EXERCISE
Render the lines that follow as a JSON list of strings, one string per line and no entries for blank lines.

DATA SHOWN
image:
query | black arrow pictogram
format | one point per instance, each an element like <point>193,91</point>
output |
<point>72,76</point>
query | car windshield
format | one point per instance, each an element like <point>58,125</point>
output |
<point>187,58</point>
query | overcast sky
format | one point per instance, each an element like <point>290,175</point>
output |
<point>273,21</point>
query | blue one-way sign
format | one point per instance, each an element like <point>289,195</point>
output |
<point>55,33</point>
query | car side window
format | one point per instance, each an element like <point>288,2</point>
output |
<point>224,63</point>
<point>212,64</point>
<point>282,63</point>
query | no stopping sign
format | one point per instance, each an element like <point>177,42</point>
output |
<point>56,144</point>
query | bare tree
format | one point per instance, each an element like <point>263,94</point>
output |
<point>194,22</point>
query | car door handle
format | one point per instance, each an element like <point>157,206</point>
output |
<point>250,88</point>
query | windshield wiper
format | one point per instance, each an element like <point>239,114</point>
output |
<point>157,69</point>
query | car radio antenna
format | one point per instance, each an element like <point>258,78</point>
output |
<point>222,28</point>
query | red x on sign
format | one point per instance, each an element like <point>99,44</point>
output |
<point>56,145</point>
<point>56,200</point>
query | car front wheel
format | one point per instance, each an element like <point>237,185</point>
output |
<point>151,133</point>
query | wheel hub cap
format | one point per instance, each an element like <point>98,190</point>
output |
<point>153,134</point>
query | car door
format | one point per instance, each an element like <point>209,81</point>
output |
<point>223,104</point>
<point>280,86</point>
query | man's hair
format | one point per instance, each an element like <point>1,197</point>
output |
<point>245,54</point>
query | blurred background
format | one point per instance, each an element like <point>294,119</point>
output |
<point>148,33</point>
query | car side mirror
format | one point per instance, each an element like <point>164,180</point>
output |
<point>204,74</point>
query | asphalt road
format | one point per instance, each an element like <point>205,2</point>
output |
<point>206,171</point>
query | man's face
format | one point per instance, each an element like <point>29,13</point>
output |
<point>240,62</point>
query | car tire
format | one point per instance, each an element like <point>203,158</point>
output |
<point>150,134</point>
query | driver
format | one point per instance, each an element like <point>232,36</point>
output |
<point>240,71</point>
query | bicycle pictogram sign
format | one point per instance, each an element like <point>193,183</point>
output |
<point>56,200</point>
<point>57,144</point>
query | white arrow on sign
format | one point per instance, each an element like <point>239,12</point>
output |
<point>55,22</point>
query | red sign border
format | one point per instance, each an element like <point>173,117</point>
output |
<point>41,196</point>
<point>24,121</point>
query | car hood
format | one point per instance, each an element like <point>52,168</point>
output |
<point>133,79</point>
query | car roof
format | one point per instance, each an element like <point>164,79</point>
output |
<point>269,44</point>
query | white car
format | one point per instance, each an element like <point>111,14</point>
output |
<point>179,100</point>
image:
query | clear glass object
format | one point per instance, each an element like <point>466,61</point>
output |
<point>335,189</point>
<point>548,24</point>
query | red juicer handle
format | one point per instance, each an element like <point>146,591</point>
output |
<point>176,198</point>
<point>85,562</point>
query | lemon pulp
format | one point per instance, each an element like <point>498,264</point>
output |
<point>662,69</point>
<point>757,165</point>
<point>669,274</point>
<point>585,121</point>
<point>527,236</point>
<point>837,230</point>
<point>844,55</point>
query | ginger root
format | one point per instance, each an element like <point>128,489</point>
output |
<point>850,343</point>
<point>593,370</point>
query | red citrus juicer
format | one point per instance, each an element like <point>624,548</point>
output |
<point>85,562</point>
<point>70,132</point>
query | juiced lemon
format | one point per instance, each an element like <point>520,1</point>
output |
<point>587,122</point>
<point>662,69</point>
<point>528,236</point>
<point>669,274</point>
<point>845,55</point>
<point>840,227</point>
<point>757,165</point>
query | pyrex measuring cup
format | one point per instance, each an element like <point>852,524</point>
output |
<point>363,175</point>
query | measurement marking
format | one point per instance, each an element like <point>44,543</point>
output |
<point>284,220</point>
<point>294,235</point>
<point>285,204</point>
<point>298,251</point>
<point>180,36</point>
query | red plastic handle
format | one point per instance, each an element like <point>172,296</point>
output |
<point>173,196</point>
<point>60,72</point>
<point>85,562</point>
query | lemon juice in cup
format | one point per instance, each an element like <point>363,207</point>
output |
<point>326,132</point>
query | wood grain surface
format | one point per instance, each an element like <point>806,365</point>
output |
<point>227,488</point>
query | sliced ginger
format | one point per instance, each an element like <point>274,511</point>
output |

TASK RESPONSE
[
  "image:",
  "query | black arrow pictogram",
  "format | one point per instance, each an element like <point>193,91</point>",
  "output |",
  "<point>72,76</point>",
  "query | car windshield",
  "format | one point per instance, each an element like <point>58,125</point>",
  "output |",
  "<point>187,58</point>",
  "query | overcast sky",
  "format | one point per instance, each an element like <point>290,175</point>",
  "output |",
  "<point>273,21</point>",
  "query | blue one-way sign",
  "format | one point per instance, each an element like <point>289,195</point>",
  "output |",
  "<point>55,33</point>",
  "query | car side window",
  "format | one point per instance, each an element like <point>288,2</point>",
  "output |",
  "<point>224,63</point>",
  "<point>212,64</point>",
  "<point>282,63</point>",
  "query | no stopping sign",
  "format | one point per instance, each an element like <point>177,42</point>",
  "output |",
  "<point>56,144</point>",
  "query | bare tree",
  "format | one point per instance, each an element like <point>263,94</point>",
  "output |",
  "<point>194,22</point>",
  "query | car door handle",
  "format | one point per instance, each an element like <point>157,206</point>",
  "output |",
  "<point>250,88</point>",
  "query | windshield wiper",
  "format | one point per instance, each an element like <point>239,114</point>",
  "output |",
  "<point>157,69</point>",
  "query | car radio antenna",
  "format | one point per instance, each an element like <point>258,78</point>",
  "output |",
  "<point>222,28</point>",
  "query | red x on sign",
  "format | one point per instance, each an element like <point>99,44</point>",
  "output |",
  "<point>56,145</point>",
  "<point>56,200</point>",
  "query | car front wheel",
  "format | one point per instance, each an element like <point>237,185</point>",
  "output |",
  "<point>151,133</point>",
  "query | wheel hub cap",
  "format | one point per instance, each an element like <point>98,190</point>",
  "output |",
  "<point>153,134</point>",
  "query | car door",
  "format | one point per instance, each an element like <point>209,81</point>",
  "output |",
  "<point>223,104</point>",
  "<point>280,86</point>",
  "query | man's hair",
  "format | one point per instance, each an element like <point>1,197</point>",
  "output |",
  "<point>245,54</point>",
  "query | blurred background",
  "format | one point per instance, each an element like <point>294,119</point>",
  "output |",
  "<point>148,33</point>",
  "query | car side mirror",
  "format | one point per instance, each an element like <point>164,180</point>",
  "output |",
  "<point>204,74</point>",
  "query | asphalt road",
  "format | one point per instance, each an element like <point>205,2</point>",
  "output |",
  "<point>206,171</point>",
  "query | man's face",
  "format | one point per instance, each an element like <point>29,13</point>",
  "output |",
  "<point>240,62</point>",
  "query | car tire",
  "format | one point per instance, each an element like <point>203,158</point>",
  "output |",
  "<point>150,134</point>",
  "query | driver",
  "format | one point per instance, each an element like <point>232,36</point>",
  "output |",
  "<point>240,71</point>",
  "query | bicycle pictogram sign",
  "format | one point per instance, each an element like <point>193,183</point>",
  "output |",
  "<point>56,200</point>",
  "<point>57,144</point>",
  "query | white arrow on sign",
  "format | one point per instance, each an element like <point>239,12</point>",
  "output |",
  "<point>55,22</point>",
  "query | red sign border",
  "format | one point per instance, each an element like <point>173,117</point>",
  "output |",
  "<point>41,196</point>",
  "<point>24,121</point>",
  "query | car hood",
  "format | one point per instance, each an element like <point>52,168</point>",
  "output |",
  "<point>133,79</point>",
  "query | car roof",
  "format | one point per instance, each an element like <point>164,79</point>",
  "output |",
  "<point>269,44</point>",
  "query | white car",
  "format | one point per instance, each an element like <point>111,14</point>",
  "output |",
  "<point>179,100</point>",
  "image:",
  "query | clear glass object",
  "format | one point per instance, each an element like <point>466,61</point>",
  "output |",
  "<point>335,189</point>",
  "<point>548,24</point>",
  "query | red juicer handle",
  "format | one point per instance, each an element like <point>146,591</point>",
  "output |",
  "<point>176,198</point>",
  "<point>85,562</point>",
  "query | lemon pulp",
  "format | one point per instance, each an element like <point>498,264</point>",
  "output |",
  "<point>662,69</point>",
  "<point>757,165</point>",
  "<point>669,274</point>",
  "<point>585,121</point>",
  "<point>527,236</point>",
  "<point>837,230</point>",
  "<point>844,55</point>",
  "query | ginger root",
  "format | one point per instance, each an element like <point>128,489</point>",
  "output |",
  "<point>850,343</point>",
  "<point>593,370</point>",
  "query | red citrus juicer",
  "format | one point per instance, each an element like <point>624,548</point>",
  "output |",
  "<point>85,562</point>",
  "<point>70,132</point>",
  "query | juiced lemon",
  "format | one point per instance, each an element like <point>520,1</point>",
  "output |",
  "<point>587,122</point>",
  "<point>662,69</point>",
  "<point>528,236</point>",
  "<point>669,274</point>",
  "<point>845,55</point>",
  "<point>840,227</point>",
  "<point>757,165</point>",
  "query | pyrex measuring cup",
  "format | one point per instance, each an element like <point>852,524</point>",
  "output |",
  "<point>363,175</point>",
  "query | measurement marking",
  "format | one point per instance, each an element like <point>44,543</point>",
  "output |",
  "<point>284,220</point>",
  "<point>294,235</point>",
  "<point>285,204</point>",
  "<point>298,251</point>",
  "<point>180,36</point>",
  "query | red plastic handle",
  "format | one point per instance, each an element like <point>172,296</point>",
  "output |",
  "<point>173,196</point>",
  "<point>60,72</point>",
  "<point>85,562</point>",
  "query | lemon juice in cup",
  "format | one point per instance, each an element like <point>363,207</point>",
  "output |",
  "<point>326,132</point>",
  "query | wood grain surface",
  "format | one point per instance, each an element like <point>806,365</point>",
  "output |",
  "<point>227,488</point>",
  "query | sliced ginger",
  "format | one point per instance, each an element like <point>274,511</point>",
  "output |"
]